--- STORED DATA ---

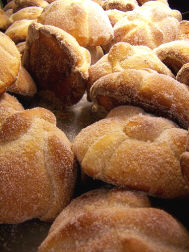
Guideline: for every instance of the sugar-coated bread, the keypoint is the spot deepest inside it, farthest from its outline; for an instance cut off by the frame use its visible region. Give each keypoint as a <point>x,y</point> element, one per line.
<point>8,105</point>
<point>130,148</point>
<point>115,220</point>
<point>24,85</point>
<point>83,19</point>
<point>154,92</point>
<point>122,5</point>
<point>152,25</point>
<point>18,31</point>
<point>174,54</point>
<point>36,166</point>
<point>32,12</point>
<point>9,62</point>
<point>123,56</point>
<point>56,62</point>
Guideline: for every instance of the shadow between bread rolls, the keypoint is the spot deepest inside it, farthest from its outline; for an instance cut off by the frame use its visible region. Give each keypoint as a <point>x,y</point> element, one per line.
<point>115,220</point>
<point>148,89</point>
<point>37,168</point>
<point>130,148</point>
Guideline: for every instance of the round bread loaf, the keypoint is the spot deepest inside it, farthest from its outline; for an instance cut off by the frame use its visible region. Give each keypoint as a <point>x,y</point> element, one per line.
<point>9,62</point>
<point>36,167</point>
<point>83,19</point>
<point>115,220</point>
<point>130,148</point>
<point>152,91</point>
<point>56,62</point>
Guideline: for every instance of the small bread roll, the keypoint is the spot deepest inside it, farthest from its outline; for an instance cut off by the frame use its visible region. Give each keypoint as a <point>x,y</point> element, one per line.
<point>125,56</point>
<point>83,19</point>
<point>122,5</point>
<point>9,62</point>
<point>115,220</point>
<point>184,30</point>
<point>174,54</point>
<point>36,167</point>
<point>56,62</point>
<point>8,105</point>
<point>130,148</point>
<point>24,85</point>
<point>151,25</point>
<point>4,20</point>
<point>31,13</point>
<point>154,92</point>
<point>18,31</point>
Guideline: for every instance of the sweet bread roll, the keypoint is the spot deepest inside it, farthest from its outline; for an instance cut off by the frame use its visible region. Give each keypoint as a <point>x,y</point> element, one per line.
<point>184,30</point>
<point>122,5</point>
<point>8,105</point>
<point>9,62</point>
<point>115,220</point>
<point>83,19</point>
<point>19,4</point>
<point>24,84</point>
<point>183,74</point>
<point>154,92</point>
<point>18,31</point>
<point>4,20</point>
<point>56,62</point>
<point>115,15</point>
<point>174,54</point>
<point>32,12</point>
<point>125,56</point>
<point>151,25</point>
<point>130,148</point>
<point>36,167</point>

---

All records above must be output exactly as they stand, excluding pictures.

Guideline: for every instance of the sugar-coated bread, the keypoint is the spot deepest inside it, farthest from its outline; for an instance cut off by the frame use its visible region. Give each keypoint as a <point>x,y</point> element, one per line.
<point>8,105</point>
<point>130,148</point>
<point>115,220</point>
<point>24,85</point>
<point>83,19</point>
<point>154,92</point>
<point>122,5</point>
<point>152,25</point>
<point>18,31</point>
<point>174,54</point>
<point>36,166</point>
<point>32,12</point>
<point>9,62</point>
<point>123,56</point>
<point>56,62</point>
Guideline: for every instance of the shadow between bread rolls, the keypoint is the spot deepest inside it, farthest from its outline; for an instance cut off by the frame use its visible region. Give each keypoint as a <point>x,y</point> element, one per line.
<point>115,220</point>
<point>148,89</point>
<point>37,168</point>
<point>130,148</point>
Guideline: for every instance of the round bread loaf, the keypoint is the spot deepest inside it, farthest from its outline; for an instance cut off by the frame use its visible region. Give each keypoint as a <point>x,y</point> element, one per line.
<point>9,62</point>
<point>36,167</point>
<point>83,19</point>
<point>115,220</point>
<point>130,148</point>
<point>152,91</point>
<point>56,62</point>
Guideline: for every instance of the small bread roll, the keypoint is the spot deepest inside it, farthest from its outline; for an instance cut off by the frame use its visible region. Give each keypoint as a <point>x,y</point> element, one per line.
<point>125,56</point>
<point>83,19</point>
<point>122,5</point>
<point>9,62</point>
<point>115,220</point>
<point>184,30</point>
<point>174,54</point>
<point>36,167</point>
<point>56,62</point>
<point>8,105</point>
<point>130,148</point>
<point>24,85</point>
<point>151,25</point>
<point>4,20</point>
<point>31,13</point>
<point>154,92</point>
<point>18,31</point>
Guideline: for every instance of the sweet bread roll, the keypoint is the spot deepest inside it, farthest from its outline; for an instance cut off by the frame use its visible region. Give each keypoint as a <point>x,y</point> element, one per line.
<point>184,30</point>
<point>122,5</point>
<point>8,105</point>
<point>9,62</point>
<point>115,220</point>
<point>83,19</point>
<point>19,4</point>
<point>24,84</point>
<point>183,74</point>
<point>154,92</point>
<point>18,31</point>
<point>4,20</point>
<point>56,62</point>
<point>115,15</point>
<point>174,54</point>
<point>32,12</point>
<point>125,56</point>
<point>151,25</point>
<point>130,148</point>
<point>36,167</point>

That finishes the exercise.